Required action 1 -
Which journal published the research described in the caffeine article?
Required action 2 -
Please write what comes next in the caffeine article, picking up after its final quote from Michael Yassa.

Reading passage -
■ ■ ■ ■

Caffeine has positive effect on memory, researchers say

Posted by AFN Staff Writers on 15th January 2014
Caffeine may help long-term memory

Whether it’s a mug full of coffee, a cup of hot tea, or a can of soft drink, consuming caffeine is the energy boost of choice for millions who want to wake up or stay up. But the popular stimulant could also be used as a memory enhancer, according to researchers from John Hopkins University.

The research, published on 12 January 2014 in the journal Nature Neuroscience, showed that caffeine enhances certain memories at least up to 24 hours after it is consumed.

“We’ve always known that caffeine has cognitive-enhancing effects, but its particular effects on strengthening memories and making them resistant to forgetting has never been examined in detail in humans,” said Michael Yassa, Assistant Professor of Psychological and Brain Sciences at John Hopkins University, and one of the authors of the study. “We report for the first time a specific effect of caffeine on reducing forgetting over 24 hours,” he said.

■ ■ ■ ■

Material provided -
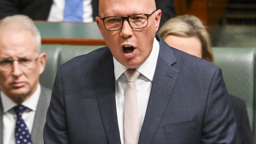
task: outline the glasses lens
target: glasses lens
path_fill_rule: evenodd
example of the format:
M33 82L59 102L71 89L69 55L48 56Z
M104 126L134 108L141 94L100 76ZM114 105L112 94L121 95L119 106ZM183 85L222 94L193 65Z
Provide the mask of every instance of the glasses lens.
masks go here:
M4 70L9 69L13 65L15 61L18 61L19 65L23 68L30 68L38 58L38 57L35 59L27 58L20 58L18 59L0 59L0 69Z
M141 28L148 24L148 17L143 14L132 15L129 18L131 26L134 28Z
M106 29L113 31L120 29L122 27L122 20L118 17L111 17L104 19L104 25Z
M13 60L11 59L0 60L0 68L2 69L7 68L12 65Z

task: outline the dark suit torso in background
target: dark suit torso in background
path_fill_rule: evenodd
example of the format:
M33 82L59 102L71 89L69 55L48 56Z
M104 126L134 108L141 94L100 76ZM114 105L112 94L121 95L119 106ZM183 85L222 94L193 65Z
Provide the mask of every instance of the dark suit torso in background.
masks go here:
M220 69L156 38L159 55L139 144L232 144L236 123ZM45 143L120 144L115 81L107 47L62 65Z
M246 103L243 100L230 95L237 124L237 140L243 144L253 144L253 136L250 126Z
M0 19L15 15L24 15L33 20L47 20L52 0L1 0Z
M34 144L43 144L43 131L45 123L46 112L50 100L52 90L41 85L41 92L37 107L31 133L32 142ZM0 144L3 144L3 107L0 97ZM14 137L14 135L13 135Z

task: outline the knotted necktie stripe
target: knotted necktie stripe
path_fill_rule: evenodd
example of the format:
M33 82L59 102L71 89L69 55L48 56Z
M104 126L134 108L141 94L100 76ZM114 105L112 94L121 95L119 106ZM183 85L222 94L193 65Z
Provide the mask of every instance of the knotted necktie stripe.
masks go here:
M140 73L135 70L128 70L124 74L127 79L124 111L124 144L135 144L139 141L140 128L135 81Z

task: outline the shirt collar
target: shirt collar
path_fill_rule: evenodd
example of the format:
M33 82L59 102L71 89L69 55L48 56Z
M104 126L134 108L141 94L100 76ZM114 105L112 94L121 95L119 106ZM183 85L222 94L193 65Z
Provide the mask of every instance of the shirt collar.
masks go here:
M23 102L22 104L32 111L35 111L41 92L41 87L40 84L39 84L35 92L28 99ZM13 102L3 92L0 91L0 93L4 113L8 111L17 105L17 103Z
M136 69L151 81L153 81L154 75L156 70L157 59L159 53L159 42L155 37L153 44L153 48L147 60L138 68ZM119 62L113 57L114 62L114 72L115 82L121 75L128 68Z

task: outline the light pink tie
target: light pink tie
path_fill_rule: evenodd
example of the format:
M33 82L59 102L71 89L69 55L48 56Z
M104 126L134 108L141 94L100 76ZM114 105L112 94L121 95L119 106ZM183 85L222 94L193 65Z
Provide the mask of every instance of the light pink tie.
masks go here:
M126 70L124 74L127 79L124 112L124 144L137 144L140 129L139 105L135 81L140 73L132 69Z

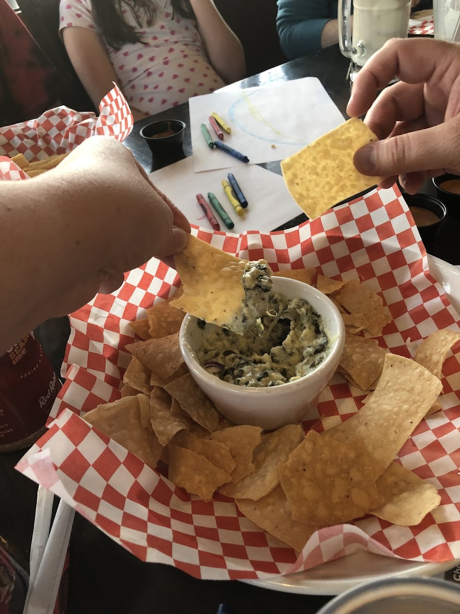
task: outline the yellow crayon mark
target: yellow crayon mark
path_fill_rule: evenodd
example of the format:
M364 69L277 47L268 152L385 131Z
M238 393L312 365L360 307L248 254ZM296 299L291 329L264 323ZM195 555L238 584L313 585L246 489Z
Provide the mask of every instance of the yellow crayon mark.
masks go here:
M242 92L243 95L243 98L245 99L248 106L248 110L249 111L249 114L256 122L258 122L259 123L263 124L267 128L269 128L270 130L272 130L275 134L278 136L281 136L283 139L287 139L288 140L295 141L298 143L303 143L303 141L301 141L299 139L294 138L292 136L288 136L286 134L283 134L282 132L280 132L278 128L275 128L272 124L270 123L261 114L260 111L257 109L255 105L253 104L252 101L250 99L250 97L245 92ZM272 147L274 149L274 146L272 145Z

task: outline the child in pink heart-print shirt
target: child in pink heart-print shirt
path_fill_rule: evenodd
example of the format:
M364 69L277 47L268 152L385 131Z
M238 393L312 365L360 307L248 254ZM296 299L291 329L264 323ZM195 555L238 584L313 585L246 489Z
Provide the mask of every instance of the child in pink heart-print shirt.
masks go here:
M113 8L110 10L115 9L118 15L121 13L139 40L118 44L120 49L111 46L104 29L98 25L98 1L112 2ZM96 107L111 89L112 81L120 86L137 120L176 106L191 96L209 94L226 82L244 76L241 45L212 0L182 0L190 7L191 16L194 9L196 20L174 11L180 0L157 0L151 3L150 25L142 6L148 1L60 1L59 31L77 73ZM219 39L220 46L226 43L228 49L219 49ZM234 56L239 52L242 58L235 66L234 60L228 59L228 53L232 52Z

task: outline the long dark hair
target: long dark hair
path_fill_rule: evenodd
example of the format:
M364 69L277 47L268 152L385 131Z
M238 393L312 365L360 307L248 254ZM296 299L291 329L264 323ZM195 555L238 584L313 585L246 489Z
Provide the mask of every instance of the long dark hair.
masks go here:
M156 16L156 7L152 0L92 0L93 14L102 38L109 47L120 50L123 45L142 42L142 36L123 18L123 9L131 11L139 28L147 23L151 26ZM190 0L171 0L172 17L180 15L186 19L194 19L195 14Z

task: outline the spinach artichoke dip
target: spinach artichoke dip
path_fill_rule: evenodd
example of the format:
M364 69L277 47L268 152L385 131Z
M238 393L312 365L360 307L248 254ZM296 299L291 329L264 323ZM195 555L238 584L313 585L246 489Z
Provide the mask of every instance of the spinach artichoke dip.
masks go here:
M259 324L242 335L194 319L199 362L237 386L262 387L299 379L321 364L331 348L323 319L309 303L259 287L267 309Z

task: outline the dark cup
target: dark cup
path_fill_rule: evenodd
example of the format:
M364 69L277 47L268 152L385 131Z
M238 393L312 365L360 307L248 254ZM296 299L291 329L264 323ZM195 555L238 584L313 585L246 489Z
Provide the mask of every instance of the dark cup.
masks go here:
M456 179L460 182L460 177L458 175L453 175L450 173L446 173L433 179L433 184L436 188L436 196L447 207L449 215L460 219L460 194L455 194L440 187L441 184L449 179Z
M153 171L183 160L185 154L182 141L185 130L184 122L177 119L154 122L141 129L140 136L151 152Z
M434 239L434 236L447 215L445 205L434 196L428 194L404 194L404 200L409 208L420 207L427 211L431 211L437 217L437 220L424 226L417 225L421 239L426 247ZM416 220L415 220L416 224Z

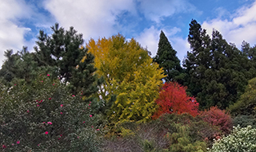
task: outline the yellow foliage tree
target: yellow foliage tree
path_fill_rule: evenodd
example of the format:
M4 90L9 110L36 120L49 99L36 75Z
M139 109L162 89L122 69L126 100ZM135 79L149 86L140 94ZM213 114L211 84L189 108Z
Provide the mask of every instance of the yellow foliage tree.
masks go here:
M148 52L134 39L127 41L120 34L98 41L91 39L86 47L95 57L96 72L105 79L99 96L107 101L112 95L117 95L107 114L110 120L122 123L150 119L165 76L158 64L152 62Z

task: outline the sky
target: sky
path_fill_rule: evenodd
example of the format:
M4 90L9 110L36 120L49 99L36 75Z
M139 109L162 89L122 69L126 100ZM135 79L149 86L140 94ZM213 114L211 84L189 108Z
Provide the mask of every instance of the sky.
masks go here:
M182 62L192 19L238 49L242 41L256 45L255 0L0 0L0 65L7 49L33 52L39 30L50 35L56 22L73 26L85 43L118 33L134 37L152 57L162 30Z

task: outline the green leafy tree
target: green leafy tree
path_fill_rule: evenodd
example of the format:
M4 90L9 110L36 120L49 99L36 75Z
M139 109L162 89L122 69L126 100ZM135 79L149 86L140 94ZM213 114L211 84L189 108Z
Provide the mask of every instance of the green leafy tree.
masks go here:
M182 68L180 65L180 60L176 56L177 52L172 48L165 33L161 31L160 40L158 42L158 49L156 57L153 58L153 61L159 64L159 68L162 68L166 81L178 81L182 80Z
M1 87L2 151L100 151L100 104L50 76Z

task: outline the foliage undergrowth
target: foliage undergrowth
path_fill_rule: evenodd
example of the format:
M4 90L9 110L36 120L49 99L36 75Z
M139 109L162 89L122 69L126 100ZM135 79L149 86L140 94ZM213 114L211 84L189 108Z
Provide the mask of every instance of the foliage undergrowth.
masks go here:
M102 116L91 108L98 103L69 93L59 80L42 74L1 86L0 96L2 151L100 150Z

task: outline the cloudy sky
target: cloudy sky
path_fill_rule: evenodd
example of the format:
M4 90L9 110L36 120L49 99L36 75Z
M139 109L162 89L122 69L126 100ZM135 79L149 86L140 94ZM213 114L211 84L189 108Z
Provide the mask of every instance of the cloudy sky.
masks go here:
M242 41L256 45L255 0L0 0L0 65L6 49L33 51L39 30L50 34L55 22L74 26L85 41L117 33L134 37L152 57L163 30L182 60L191 19L238 49Z

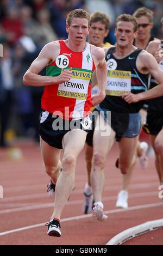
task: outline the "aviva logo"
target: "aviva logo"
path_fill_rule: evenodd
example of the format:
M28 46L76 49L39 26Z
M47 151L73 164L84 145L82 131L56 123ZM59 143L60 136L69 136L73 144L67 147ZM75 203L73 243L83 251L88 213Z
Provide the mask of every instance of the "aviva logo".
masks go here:
M66 70L63 69L63 70ZM92 72L83 70L72 70L72 78L82 79L82 80L90 80Z
M108 70L108 76L111 77L118 77L120 78L130 78L131 71L124 71L121 70Z

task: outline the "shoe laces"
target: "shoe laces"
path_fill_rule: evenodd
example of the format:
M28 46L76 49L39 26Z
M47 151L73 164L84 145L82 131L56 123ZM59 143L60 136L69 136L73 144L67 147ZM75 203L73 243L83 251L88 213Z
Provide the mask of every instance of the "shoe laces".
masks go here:
M60 222L58 221L57 220L53 220L52 221L50 221L50 222L47 222L45 224L46 226L48 226L48 228L49 227L54 227L55 226L57 228L60 228Z
M127 200L128 198L128 193L126 191L121 191L118 198L121 198L121 199Z
M47 192L49 192L51 190L53 190L54 191L55 191L55 184L51 184L51 183L50 183L50 184L47 185L47 186L48 187Z

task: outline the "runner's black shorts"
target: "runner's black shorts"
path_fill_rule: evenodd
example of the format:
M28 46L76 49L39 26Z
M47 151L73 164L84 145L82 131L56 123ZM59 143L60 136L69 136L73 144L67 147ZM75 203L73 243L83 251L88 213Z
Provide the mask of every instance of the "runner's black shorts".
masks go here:
M109 110L98 105L93 110L93 114L97 111L99 114L103 115L105 120L115 131L117 142L121 141L122 137L133 138L139 134L141 126L141 115L140 112L122 113L111 111L111 118L109 120L107 118L107 113ZM91 147L93 146L94 130L95 126L91 132L88 133L86 139L86 143Z
M90 128L87 129L87 123L85 122L89 118L89 117L87 117L85 119L76 120L65 120L58 115L53 117L48 111L43 111L40 119L40 135L50 146L62 149L62 139L68 131L78 129L89 132Z

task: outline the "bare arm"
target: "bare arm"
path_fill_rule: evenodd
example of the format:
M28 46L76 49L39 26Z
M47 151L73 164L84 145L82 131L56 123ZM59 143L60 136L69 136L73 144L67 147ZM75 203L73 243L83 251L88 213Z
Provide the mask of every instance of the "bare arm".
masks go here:
M45 45L25 73L23 78L24 84L32 86L45 86L68 81L71 76L72 69L64 71L58 77L38 75L47 65L55 59L59 52L60 46L57 41Z
M137 94L131 93L123 94L122 99L129 103L163 95L163 72L159 68L155 58L151 54L146 52L142 56L140 61L144 68L148 70L159 84L148 91Z
M96 75L99 87L99 93L92 97L92 106L97 106L102 101L105 96L105 84L107 77L107 65L105 60L104 50L94 46L92 54L96 66Z

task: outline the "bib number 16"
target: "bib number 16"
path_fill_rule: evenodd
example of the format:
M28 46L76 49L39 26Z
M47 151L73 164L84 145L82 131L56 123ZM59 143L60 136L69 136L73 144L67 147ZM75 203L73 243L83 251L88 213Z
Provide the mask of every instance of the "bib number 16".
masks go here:
M59 55L55 60L56 65L60 69L64 69L68 66L69 59L65 55Z

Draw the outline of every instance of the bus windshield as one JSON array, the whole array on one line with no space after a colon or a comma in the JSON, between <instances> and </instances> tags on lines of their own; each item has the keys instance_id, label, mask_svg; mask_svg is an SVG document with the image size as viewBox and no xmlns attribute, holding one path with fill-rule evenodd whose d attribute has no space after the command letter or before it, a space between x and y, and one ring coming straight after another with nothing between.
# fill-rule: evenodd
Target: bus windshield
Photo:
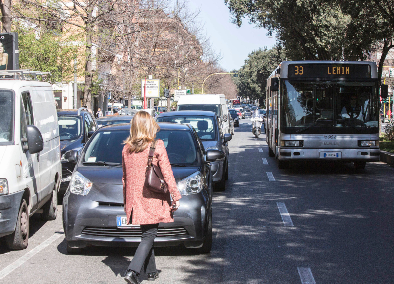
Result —
<instances>
[{"instance_id":1,"label":"bus windshield","mask_svg":"<svg viewBox=\"0 0 394 284\"><path fill-rule=\"evenodd\" d=\"M284 81L281 126L378 127L375 82Z\"/></svg>"}]
</instances>

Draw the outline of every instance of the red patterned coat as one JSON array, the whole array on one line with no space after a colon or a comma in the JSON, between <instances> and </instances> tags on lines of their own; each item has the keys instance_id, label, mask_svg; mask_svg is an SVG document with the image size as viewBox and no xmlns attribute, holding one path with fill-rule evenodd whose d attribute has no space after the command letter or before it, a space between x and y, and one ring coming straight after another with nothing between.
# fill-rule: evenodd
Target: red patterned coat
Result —
<instances>
[{"instance_id":1,"label":"red patterned coat","mask_svg":"<svg viewBox=\"0 0 394 284\"><path fill-rule=\"evenodd\" d=\"M159 166L168 185L169 192L155 193L144 186L150 143L142 152L130 153L126 144L122 152L123 204L128 222L132 212L132 224L146 225L174 221L170 193L174 200L181 196L174 178L163 140L158 140L152 163Z\"/></svg>"}]
</instances>

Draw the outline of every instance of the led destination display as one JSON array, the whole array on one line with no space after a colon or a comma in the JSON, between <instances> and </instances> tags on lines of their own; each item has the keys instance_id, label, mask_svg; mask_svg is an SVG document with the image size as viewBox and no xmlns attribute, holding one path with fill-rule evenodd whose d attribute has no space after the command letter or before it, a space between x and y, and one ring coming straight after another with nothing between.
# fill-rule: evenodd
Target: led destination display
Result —
<instances>
[{"instance_id":1,"label":"led destination display","mask_svg":"<svg viewBox=\"0 0 394 284\"><path fill-rule=\"evenodd\" d=\"M367 64L290 64L289 78L371 78Z\"/></svg>"}]
</instances>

■ ■ ■ ■

Exercise output 1 -
Nature Neuroscience

Exercise output 2 -
Study method

The researchers conducted a double-blind trial in which participants who did not regularly eat or drink caffeinated products received either a placebo or a 200-milligram caffeine tablet five minutes after studying a series of images. Salivary samples were taken from the participants before they took the tablets to measure their caffeine levels. Samples were taken again one, three and 24 hours afterwards.

The next day, both groups were tested on their ability to recognise images from the previous day’s session. On the test, some of the visuals were the same as those from the day before, some were new additions, and some were similar but not the same.

More members of the caffeine group were able to correctly identify the new images as “similar” to previously viewed images rather than erroneously citing them as the same. The brain’s ability to recognise the difference between two similar but not identical items, called “pattern separation”, reflects a deeper level of memory retention, the researchers said.

“If we used a standard recognition memory task without these tricky similar items, we would have found no effect of caffeine,” Professor Yassa said. “However, using these items requires the brain to make a more difficult discrimination — what we call pattern separation, which seems to be the process that is enhanced by caffeine in our case,” he said.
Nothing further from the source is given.